Over 30 rescued after amphibious tour bus sinks in Liverpool
Yellow Duckmarine vessel founders in city docklands
Emergency services on the scene as an amphibious tour bus sank in Liverpool’s Albert Dock. Photograph: Peter Byrne/PA Wire
File photo of a Duckmarine tour bus in Albert Dock, Liverpool. Photograph: Peter Byrne/PA Wire
Over 30 people were rescued or had to swim to safety when an amphibious tour bus sank in Liverpool’s Albert Dock yesterday.
A number of people were taken to hospital after the Yellow Duckmarine vessel went under just before 4pm .
A “multi-agency investigation” has begun into the sinking - the second in three months.
A rescue operation - involving police, ambulance, coastguard and the RAF - was mounted by the emergency services and 31 people were helped out of the water.
Of those, 18 people were taken to the Royal Liverpool Hospital for treatment, mostly for shock, but all were well enough to be discharged.
Nobody was trapped inside the vessel, the fire service said.
The company runs tours on the city’s roads with the promise of a “splashdown” ending.
It is understood 28 people were led to safety from the vessel, including a baby whose mother held her above the water on the roof of the sinking craft. Three more were saved from the water by firefighters.
A spokesman for Merseyside Police said everyone had been accounted for, adding: “A multi-agency investigation into the full circumstances of the incident is ongoing.”

□ □ □ □ □

● **Problem set**
[1] From the report on the Liverpool tour bus sinking, write out the passage starting with "Nobody was trapped" and going on through "water by firefighters.".
[2] Write what comes next in the report on the Liverpool tour bus sinking, picking up after its final sentence.
The records after this point are unrelated to the report on the Liverpool tour bus sinking.

● **Given records**

□ □ □ □ □

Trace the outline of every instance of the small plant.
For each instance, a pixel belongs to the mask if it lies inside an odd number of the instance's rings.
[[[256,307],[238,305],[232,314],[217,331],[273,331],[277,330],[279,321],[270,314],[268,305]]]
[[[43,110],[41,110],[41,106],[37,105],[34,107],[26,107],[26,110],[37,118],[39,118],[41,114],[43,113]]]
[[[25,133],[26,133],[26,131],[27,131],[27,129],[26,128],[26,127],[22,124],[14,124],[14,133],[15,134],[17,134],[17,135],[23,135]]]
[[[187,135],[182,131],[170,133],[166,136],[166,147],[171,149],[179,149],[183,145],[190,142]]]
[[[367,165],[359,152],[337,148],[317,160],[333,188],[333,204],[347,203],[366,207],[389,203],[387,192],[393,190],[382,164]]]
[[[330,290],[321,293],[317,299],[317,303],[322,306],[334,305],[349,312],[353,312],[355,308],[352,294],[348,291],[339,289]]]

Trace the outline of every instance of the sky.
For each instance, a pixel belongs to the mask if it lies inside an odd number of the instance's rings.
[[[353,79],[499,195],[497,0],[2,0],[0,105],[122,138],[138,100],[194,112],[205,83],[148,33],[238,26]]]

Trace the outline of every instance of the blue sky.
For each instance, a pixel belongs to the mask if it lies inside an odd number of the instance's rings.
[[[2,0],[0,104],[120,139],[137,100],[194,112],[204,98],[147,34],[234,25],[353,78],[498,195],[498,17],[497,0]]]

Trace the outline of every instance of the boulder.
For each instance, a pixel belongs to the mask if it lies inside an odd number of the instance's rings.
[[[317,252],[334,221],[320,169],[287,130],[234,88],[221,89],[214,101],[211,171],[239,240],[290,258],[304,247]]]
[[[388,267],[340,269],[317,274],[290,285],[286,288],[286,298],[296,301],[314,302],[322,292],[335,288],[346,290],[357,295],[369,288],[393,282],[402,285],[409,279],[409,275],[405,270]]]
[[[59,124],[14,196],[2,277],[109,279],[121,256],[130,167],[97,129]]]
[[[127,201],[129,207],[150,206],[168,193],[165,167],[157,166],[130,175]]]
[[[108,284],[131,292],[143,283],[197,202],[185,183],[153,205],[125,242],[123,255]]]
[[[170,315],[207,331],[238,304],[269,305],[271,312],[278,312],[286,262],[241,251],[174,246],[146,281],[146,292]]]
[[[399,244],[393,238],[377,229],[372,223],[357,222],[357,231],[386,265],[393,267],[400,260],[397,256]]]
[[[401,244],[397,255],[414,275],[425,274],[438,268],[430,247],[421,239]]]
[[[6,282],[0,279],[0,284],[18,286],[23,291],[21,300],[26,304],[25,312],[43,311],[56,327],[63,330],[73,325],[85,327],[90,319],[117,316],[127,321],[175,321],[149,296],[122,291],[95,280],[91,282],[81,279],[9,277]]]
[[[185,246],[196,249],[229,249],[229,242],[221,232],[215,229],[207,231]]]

□ □ □ □ □

● **Numbered answers**
[1]
Nobody was trapped inside the vessel, the fire service said.
The company runs tours on the city’s roads with the promise of a “splashdown” ending.
It is understood 28 people were led to safety from the vessel, including a baby whose mother held her above the water on the roof of the sinking craft. Three more were saved from the water by firefighters.

[2]
Eyewitnesses reported seeing a large number of people swimming in the Mersey as the vessel, one of four in the company’s fleet, sank in Salthouse Dock, part of the Albert Dock complex. People could be seen throwing life-rings into the water to help those trying to escape.
In March, the entire fleet was ordered out of the water after a bus, which was not carrying passengers, sank.
Then, in May, the Queen and Prince Philip had a ride on one of the yellow Duckmarine buses when they visited the region as part of her Diamond Jubilee tour to celebrate 60 years on the throne.
According to the Liverpool Echo, Pearlwild Ltd, which operates the fleet, faces a separate investigation by the North West Traffic Commissioner, with a public inquiry set to be held later this month amid concerns over the operation of the fleet of wartime vehicles.